Stored items:
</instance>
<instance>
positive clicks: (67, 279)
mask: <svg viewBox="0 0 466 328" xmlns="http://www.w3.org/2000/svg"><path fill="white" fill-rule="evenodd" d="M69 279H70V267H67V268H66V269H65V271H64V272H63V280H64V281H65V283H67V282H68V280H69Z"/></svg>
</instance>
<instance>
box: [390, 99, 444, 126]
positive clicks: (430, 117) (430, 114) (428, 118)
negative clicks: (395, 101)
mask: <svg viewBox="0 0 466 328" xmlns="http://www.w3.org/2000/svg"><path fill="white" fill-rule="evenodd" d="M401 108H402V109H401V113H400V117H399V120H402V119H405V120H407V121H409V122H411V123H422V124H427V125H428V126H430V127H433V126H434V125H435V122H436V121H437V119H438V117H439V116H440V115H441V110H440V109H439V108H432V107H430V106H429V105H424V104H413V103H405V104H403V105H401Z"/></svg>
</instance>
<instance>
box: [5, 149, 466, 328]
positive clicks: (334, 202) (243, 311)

**Problem statement**
Exactly as written above, please repeat the entries.

**Solved exercise**
</instance>
<instance>
positive clicks: (67, 279)
mask: <svg viewBox="0 0 466 328" xmlns="http://www.w3.org/2000/svg"><path fill="white" fill-rule="evenodd" d="M69 279H70V267H67V268H66V269H65V271H64V272H63V280H64V281H65V283H67V282H68V280H69Z"/></svg>
</instance>
<instance>
box: [390, 99, 444, 126]
positive clicks: (430, 117) (430, 114) (428, 118)
negative clicks: (395, 101)
mask: <svg viewBox="0 0 466 328" xmlns="http://www.w3.org/2000/svg"><path fill="white" fill-rule="evenodd" d="M401 108H402V109H401V113H400V117H399V120H402V119H405V120H407V121H409V122H411V123H422V124H427V125H428V126H430V127H433V126H434V125H435V122H436V121H437V119H438V117H439V116H440V115H441V110H440V109H439V108H432V107H430V106H429V105H424V104H413V103H405V104H403V105H401Z"/></svg>
</instance>
<instance>
box: [5, 149, 466, 328]
positive clicks: (334, 202) (243, 311)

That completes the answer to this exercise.